In the copy, include every entry exactly but none of the images.

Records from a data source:

╔══

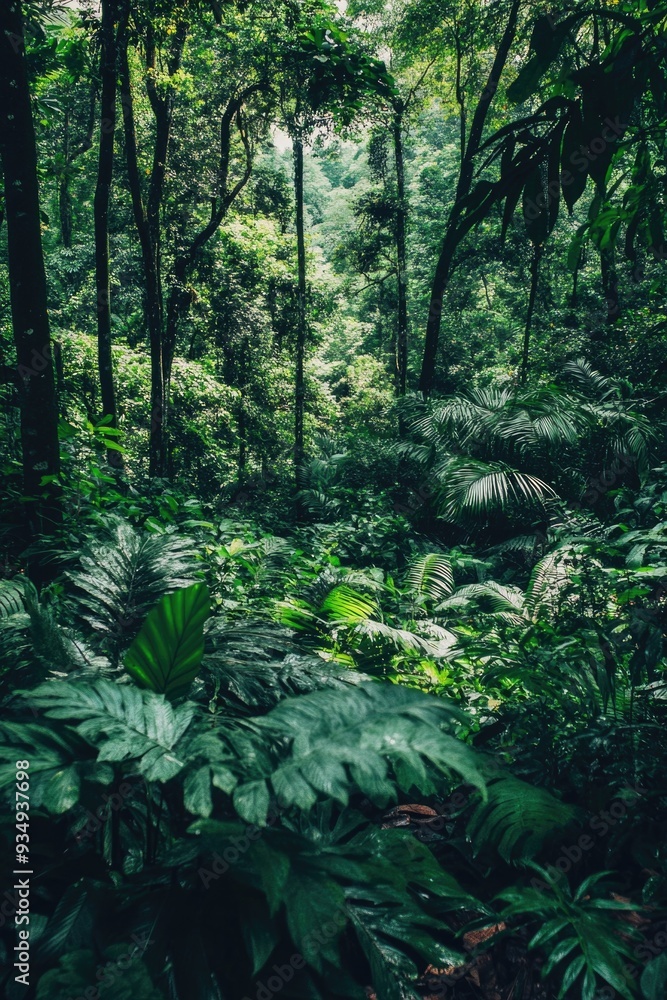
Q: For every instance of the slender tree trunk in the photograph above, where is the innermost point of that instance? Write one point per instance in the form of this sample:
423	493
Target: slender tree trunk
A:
610	284
534	279
27	278
64	196
147	220
401	254
151	277
179	298
242	420
456	226
69	156
301	322
101	218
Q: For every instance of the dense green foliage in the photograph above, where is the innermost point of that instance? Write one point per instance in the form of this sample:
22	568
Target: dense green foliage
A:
325	687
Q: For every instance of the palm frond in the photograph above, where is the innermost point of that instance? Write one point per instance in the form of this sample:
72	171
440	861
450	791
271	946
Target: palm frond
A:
430	576
473	489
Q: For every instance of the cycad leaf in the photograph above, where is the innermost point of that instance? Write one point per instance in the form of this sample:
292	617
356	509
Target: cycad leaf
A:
167	653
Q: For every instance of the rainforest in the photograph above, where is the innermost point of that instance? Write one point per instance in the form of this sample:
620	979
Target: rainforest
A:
333	523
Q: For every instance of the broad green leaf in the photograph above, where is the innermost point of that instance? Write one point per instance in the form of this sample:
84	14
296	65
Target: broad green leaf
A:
167	653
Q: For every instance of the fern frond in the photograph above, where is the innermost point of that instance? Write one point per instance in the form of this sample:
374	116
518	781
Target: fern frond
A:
517	819
372	739
123	575
122	722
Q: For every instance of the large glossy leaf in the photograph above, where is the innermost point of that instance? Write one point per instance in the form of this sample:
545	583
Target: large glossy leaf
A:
167	653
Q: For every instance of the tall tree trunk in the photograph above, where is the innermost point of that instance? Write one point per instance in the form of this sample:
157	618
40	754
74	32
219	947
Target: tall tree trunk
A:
27	278
534	279
101	217
301	320
147	220
401	253
69	156
64	196
151	277
179	298
457	226
610	284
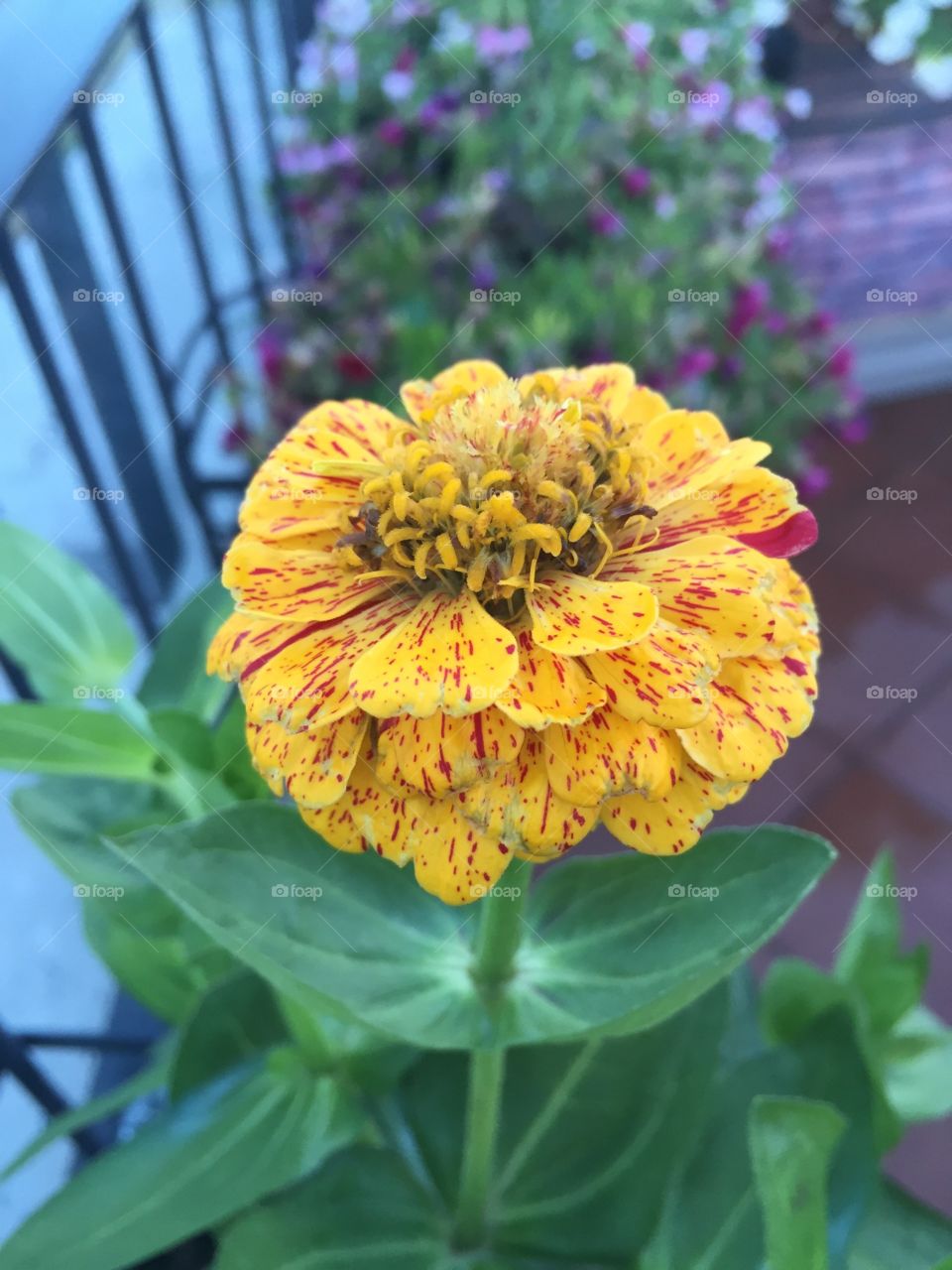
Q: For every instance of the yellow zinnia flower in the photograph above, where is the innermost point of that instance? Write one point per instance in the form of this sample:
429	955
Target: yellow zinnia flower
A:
536	604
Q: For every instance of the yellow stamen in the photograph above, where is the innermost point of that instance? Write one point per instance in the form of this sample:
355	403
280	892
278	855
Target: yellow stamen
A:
476	572
497	476
447	552
580	529
420	559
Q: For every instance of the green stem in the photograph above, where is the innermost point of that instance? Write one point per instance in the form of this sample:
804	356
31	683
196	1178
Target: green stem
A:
497	944
195	792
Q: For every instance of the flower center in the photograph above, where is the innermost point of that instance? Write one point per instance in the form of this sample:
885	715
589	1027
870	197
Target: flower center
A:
495	488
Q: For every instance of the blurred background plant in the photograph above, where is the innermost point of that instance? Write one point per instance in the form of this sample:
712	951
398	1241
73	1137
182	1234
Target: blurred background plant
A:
556	190
916	30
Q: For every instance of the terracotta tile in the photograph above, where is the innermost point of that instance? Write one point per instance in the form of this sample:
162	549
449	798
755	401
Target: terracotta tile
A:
870	667
919	756
921	1165
784	793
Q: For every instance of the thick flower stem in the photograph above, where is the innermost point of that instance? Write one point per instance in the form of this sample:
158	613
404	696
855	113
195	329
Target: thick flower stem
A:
497	944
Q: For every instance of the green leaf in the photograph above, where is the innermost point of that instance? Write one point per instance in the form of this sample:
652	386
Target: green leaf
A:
580	1127
607	949
898	1233
232	758
186	737
158	953
711	1215
154	951
791	1144
916	1067
64	816
235	1020
177	677
144	1082
871	960
194	1165
58	621
68	742
362	1211
792	997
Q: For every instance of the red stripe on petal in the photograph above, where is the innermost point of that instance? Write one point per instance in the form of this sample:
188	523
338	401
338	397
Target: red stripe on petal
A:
789	539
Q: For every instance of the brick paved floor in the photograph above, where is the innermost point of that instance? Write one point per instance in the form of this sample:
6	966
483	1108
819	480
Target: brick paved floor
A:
876	771
871	175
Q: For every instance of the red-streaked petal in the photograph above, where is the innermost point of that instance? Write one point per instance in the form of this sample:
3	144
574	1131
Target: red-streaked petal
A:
548	689
661	680
442	753
607	756
574	615
449	654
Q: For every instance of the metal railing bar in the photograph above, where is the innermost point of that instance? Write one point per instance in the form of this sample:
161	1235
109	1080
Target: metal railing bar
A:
231	155
27	313
267	121
182	190
123	253
51	212
16	1061
98	1042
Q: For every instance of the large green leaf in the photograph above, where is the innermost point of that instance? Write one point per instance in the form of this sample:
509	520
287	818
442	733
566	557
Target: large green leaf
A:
791	1144
146	1080
362	1211
70	742
611	945
158	953
590	1135
900	1233
64	816
711	1215
235	1020
58	620
888	982
916	1067
177	676
232	760
194	1165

╚══

**TASK RESPONSE:**
Q: For every instance of the slender tree trunk in the photograph above, where is the innermost point of that instance? Write one point per instance in the form of this sample:
423	493
Target: slender tree trunk
A:
610	284
534	279
27	278
64	196
147	220
401	254
151	277
179	298
242	420
456	226
69	156
301	322
101	218
Q: For every instance of the dense green foliage in the photograph above, where is the innermost point of that instance? Write one point per instance in the form of this sample:
22	568
Target: dense green foliage
A:
325	687
Q: For every instance of the palm frond in the photograph above, where is the innermost point of that instance? Write one point per instance in the form of this sample:
72	171
440	861
450	791
271	946
Target: palm frond
A:
430	576
473	489
Q: For every instance of the cycad leaf in the photograph above, where is the innermost point of that instance? Write one point per instance in the form of this sample:
292	617
356	509
Target: cycad leaf
A:
167	653
Q: For every instance of the rainforest in the photograph above, where is the innermost point of that instance? Write one point per instance in the form of this sample:
620	979
Target: rainforest
A:
333	523
Q: For every instance of the broad green leaf in the photograph above, where is the innermost point of that instance? Write one point per instance in the form of this sample:
84	14
296	65
Target: broad green leaf
A:
167	653
Q: For every instance of the fern frond in the photograph above, where is the innermost point of that instance? Write one point per instance in the form of this sample:
374	116
518	781
Target: fern frond
A:
517	819
372	739
123	575
122	722
Q: For every instance of the large glossy leaf in the photograph above, where is the innermost point of that instance? Write one point per instance in the form of this sample:
545	583
Target: large glossy leaf
A:
167	653
Q: For every instance of the tall tree trunk in the photograph above, where is the innermost point of that instance? Write one point per instance in the form of this sample:
157	618
40	754
74	32
219	947
Target: tall tree trunk
A:
27	278
534	279
101	217
301	320
147	220
401	253
69	156
64	196
151	277
179	298
457	226
610	284
Q: For every instance of the yellow zinnia flower in the photograph above, where is the innermost point of that instance? Write one point per instance in the form of this sample:
429	955
Target: yellow zinnia flower
A:
536	604
Q: For every instance of the yellow stamen in the photograph above, where is the innermost point of that instance? Write one point per instance in the form of this sample:
355	403
280	892
278	855
Target: yellow stamen
A:
476	572
497	476
447	552
580	529
420	559
Q: For every instance of the green stem in the photograph above, where is the innermost point of that instance? Write one point per instance in the form of this sample:
804	356
31	683
196	1178
Target: green stem
A:
497	944
195	792
Q: For every instance of the flower center in the photograph above, where is the innermost point of that instance? Write one point per instance in the form of this sample:
885	715
589	1027
870	197
Target: flower center
A:
495	488
Q: For every instance of the blurred background plant in the photograph above, where is the innermost point of that instance? Write one point per instance in the form of this sample:
712	951
398	1241
73	1137
182	1234
Target: blurred background plant
A:
556	190
916	30
Q: For every instance of the terracotta tile in the photograph above, where is the innermost point of that instance? Write one point per instance in the form of this sample:
162	549
449	798
755	401
Target: terracotta tile
A:
870	667
919	756
921	1165
784	793
Q: For every instance of the thick flower stem in the photograph above, where is the innermost point of that instance? Write one point per instance in the form of this sample:
158	613
404	696
855	113
195	329
Target: thick flower stem
A:
497	944
Q: For every instance of the green leaf in the photograph above, where is the innermost point of that instance? Write one point per instance in the form of this sample:
652	386
Target: green leaf
A:
580	1127
607	949
898	1233
232	758
186	737
158	953
711	1215
154	951
791	1144
916	1067
64	816
235	1020
177	677
144	1082
871	960
194	1165
58	621
68	742
362	1211
792	997
Q: For every instance of the red stripe on petal in the photograph above, where is the innermost point of that instance? Write one point per instance in the form of this sample:
188	523
338	401
338	397
Target: red stripe on petal
A:
789	539
Q: For every instance of the brick paved floor in the photograph above, where is the innermost point of that instance? Write one point per instance in the form of this sample:
6	966
483	1108
819	480
Target: brick paved floor
A:
876	771
871	175
Q: For every instance of the red-streaked petal in the photograph above, where is the innermost point of that instance? Write one point per instance in the form of this sample:
3	144
574	1131
Target: red-streaked petal
A:
548	689
661	680
442	753
607	756
574	615
449	654
Q: For every instance of the metal railing bar in the photograph above, where is the innermost point of that instance? Write one point per instance in the form of this sample:
161	1235
109	1080
Target: metal railing bar
A:
231	155
27	313
267	121
182	190
123	253
51	212
16	1061
98	1042
Q: For every instance of the large green leaf in the photograph above, where is the innermost point of that instance? Write one point per instance in the form of this sample:
509	520
287	818
442	733
566	557
Target: large green leaf
A:
791	1144
146	1080
362	1211
70	742
611	945
158	953
590	1135
900	1233
64	816
711	1215
235	1020
58	620
888	982
916	1067
177	676
232	760
194	1165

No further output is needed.